◆ **TASK INSTRUCTIONS**: From the article about Microsoft's WizardLM 2 model, quote the passage from "The unique aspect" to "future AI models." word for word.

◆ **SELECTED EXTRACT**:
++++++++
Summarize

Microsoft's new AI model pulled from internet for being 'toxic'

By Dwaipayan Roy

Apr 24, 2024

12:33 pm

What's the story

Last week, Microsoft researchers introduced WizardLM 2, a powerful open-source language model. However, due to an oversight in the mandatory "toxicity testing" process, the model was quickly pulled from the internet. Despite its brief availability, several individuals managed to obtain and redistribute the model on Github and Hugging Face platforms. The creators of WizardLM 2 had previously hailed it as Microsoft's "next generation state-of-the-art large language model."

Training method

WizardLM 2 was trained with 'synthetic' data

The unique aspect of WizardLM 2 is its training method. Instead of using human-created data, the model was trained with "synthetic" data generated by other AI systems. The researchers behind the project are confident that this approach will lead to more robust AI models, as human-produced data becomes less viable for large language model (LLM) training. This innovative technique marks a significant shift in the development of future AI models.
++++++++
◆ **RECORD EXCERPTS**:

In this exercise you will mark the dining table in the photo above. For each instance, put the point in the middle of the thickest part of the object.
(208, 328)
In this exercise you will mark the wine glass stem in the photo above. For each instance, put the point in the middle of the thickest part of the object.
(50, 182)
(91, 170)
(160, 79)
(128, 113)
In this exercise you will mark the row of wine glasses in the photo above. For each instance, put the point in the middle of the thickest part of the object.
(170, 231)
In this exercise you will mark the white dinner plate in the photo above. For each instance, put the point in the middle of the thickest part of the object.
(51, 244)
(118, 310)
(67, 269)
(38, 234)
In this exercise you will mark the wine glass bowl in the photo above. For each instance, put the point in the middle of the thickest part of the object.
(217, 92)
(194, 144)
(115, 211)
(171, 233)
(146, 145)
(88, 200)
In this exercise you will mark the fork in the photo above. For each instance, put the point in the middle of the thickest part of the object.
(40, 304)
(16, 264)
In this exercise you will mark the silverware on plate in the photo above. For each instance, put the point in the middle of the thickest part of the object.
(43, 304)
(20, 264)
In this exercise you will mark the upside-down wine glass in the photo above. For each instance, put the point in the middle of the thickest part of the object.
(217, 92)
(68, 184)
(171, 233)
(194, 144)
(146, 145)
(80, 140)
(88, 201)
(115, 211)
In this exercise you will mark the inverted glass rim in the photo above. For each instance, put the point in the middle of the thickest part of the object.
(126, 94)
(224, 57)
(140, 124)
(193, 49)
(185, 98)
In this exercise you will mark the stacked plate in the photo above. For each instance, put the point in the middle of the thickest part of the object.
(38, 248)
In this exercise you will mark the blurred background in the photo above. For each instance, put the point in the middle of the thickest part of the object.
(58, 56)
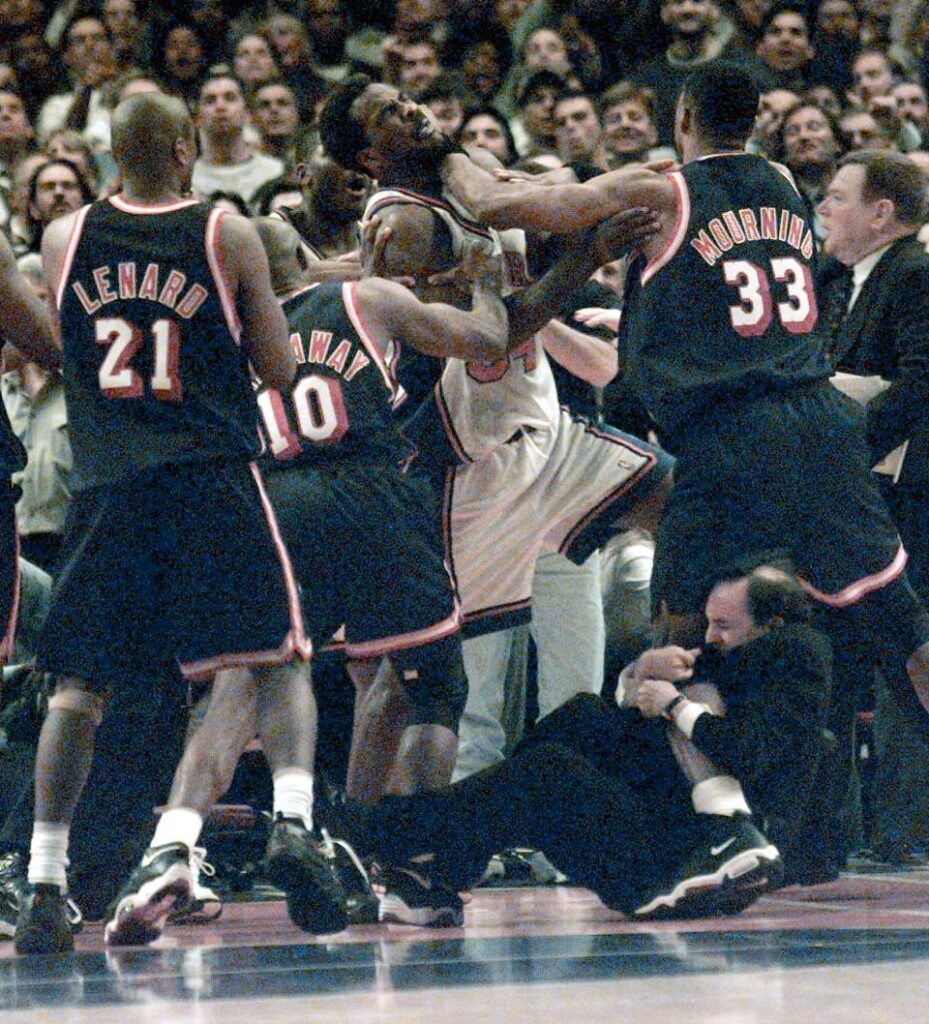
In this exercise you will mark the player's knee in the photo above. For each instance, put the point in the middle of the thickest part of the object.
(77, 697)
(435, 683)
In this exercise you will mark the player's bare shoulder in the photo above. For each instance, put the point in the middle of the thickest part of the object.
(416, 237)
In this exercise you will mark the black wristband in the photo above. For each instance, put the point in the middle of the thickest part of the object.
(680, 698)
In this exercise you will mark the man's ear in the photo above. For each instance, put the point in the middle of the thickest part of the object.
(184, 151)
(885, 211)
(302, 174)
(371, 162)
++++++++
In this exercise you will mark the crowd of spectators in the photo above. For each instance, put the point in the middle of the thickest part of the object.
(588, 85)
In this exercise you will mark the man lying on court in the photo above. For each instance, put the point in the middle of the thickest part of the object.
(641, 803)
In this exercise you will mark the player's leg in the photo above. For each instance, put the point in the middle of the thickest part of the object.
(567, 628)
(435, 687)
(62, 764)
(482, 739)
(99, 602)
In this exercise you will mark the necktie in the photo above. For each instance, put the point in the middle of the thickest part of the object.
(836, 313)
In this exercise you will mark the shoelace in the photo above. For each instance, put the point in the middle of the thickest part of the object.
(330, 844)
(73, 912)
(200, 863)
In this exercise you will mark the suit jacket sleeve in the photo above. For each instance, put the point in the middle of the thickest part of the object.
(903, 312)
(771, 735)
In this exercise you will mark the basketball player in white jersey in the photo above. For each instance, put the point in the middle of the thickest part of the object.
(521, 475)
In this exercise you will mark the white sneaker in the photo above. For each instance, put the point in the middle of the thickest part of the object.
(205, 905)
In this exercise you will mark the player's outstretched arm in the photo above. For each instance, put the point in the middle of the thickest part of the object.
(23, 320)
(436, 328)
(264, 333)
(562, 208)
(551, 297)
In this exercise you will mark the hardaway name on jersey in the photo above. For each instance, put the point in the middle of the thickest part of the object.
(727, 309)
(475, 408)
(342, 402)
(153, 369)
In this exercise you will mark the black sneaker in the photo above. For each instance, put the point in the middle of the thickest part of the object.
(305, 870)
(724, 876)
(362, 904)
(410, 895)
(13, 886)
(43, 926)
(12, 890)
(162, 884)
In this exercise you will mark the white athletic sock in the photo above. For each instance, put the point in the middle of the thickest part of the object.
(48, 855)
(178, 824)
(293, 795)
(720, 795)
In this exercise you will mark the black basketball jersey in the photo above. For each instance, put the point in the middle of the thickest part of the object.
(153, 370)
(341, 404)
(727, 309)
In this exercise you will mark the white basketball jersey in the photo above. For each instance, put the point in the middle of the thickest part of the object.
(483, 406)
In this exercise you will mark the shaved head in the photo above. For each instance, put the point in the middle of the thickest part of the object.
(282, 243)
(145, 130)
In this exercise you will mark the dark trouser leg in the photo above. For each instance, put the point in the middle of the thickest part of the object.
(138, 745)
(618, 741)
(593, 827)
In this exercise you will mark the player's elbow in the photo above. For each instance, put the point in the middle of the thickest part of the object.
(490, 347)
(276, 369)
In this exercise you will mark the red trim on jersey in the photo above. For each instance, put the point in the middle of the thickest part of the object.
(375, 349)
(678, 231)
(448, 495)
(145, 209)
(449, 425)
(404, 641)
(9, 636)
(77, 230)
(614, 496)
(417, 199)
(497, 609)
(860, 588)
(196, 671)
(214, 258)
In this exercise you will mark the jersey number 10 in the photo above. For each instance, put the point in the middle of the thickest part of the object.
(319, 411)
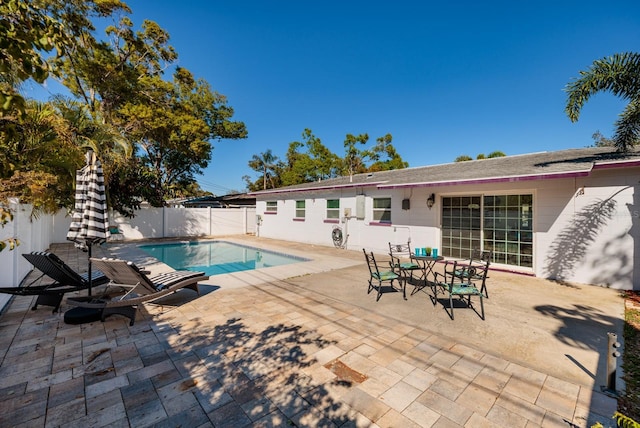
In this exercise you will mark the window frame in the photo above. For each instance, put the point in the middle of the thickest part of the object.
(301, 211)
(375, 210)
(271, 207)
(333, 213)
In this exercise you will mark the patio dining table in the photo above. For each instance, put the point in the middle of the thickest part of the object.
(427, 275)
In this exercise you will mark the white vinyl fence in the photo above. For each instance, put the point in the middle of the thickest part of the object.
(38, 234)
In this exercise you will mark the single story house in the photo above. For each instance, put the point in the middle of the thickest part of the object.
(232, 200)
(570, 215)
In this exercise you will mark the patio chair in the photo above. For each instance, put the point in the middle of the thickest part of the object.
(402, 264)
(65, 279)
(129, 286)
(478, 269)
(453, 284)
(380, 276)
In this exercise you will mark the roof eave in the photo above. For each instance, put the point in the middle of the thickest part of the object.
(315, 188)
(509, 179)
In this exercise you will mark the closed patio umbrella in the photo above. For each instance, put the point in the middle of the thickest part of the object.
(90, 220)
++++++++
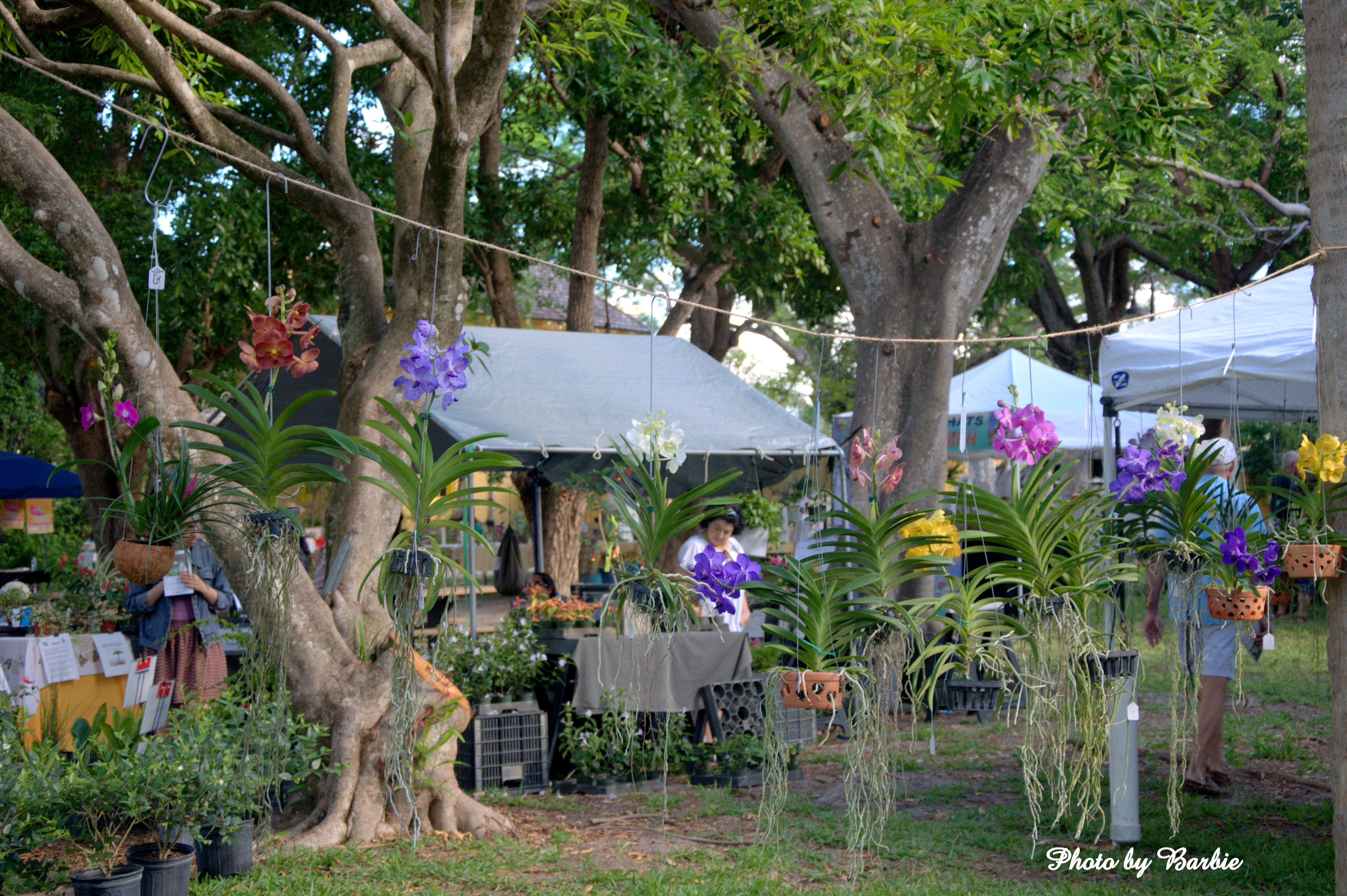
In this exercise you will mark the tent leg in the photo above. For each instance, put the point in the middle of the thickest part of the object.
++++++++
◆ **RESULT OF THE EXERCISE**:
The unique aspect of WizardLM 2 is its training method. Instead of using human-created data, the model was trained with "synthetic" data generated by other AI systems. The researchers behind the project are confident that this approach will lead to more robust AI models, as human-produced data becomes less viable for large language model (LLM) training. This innovative technique marks a significant shift in the development of future AI models.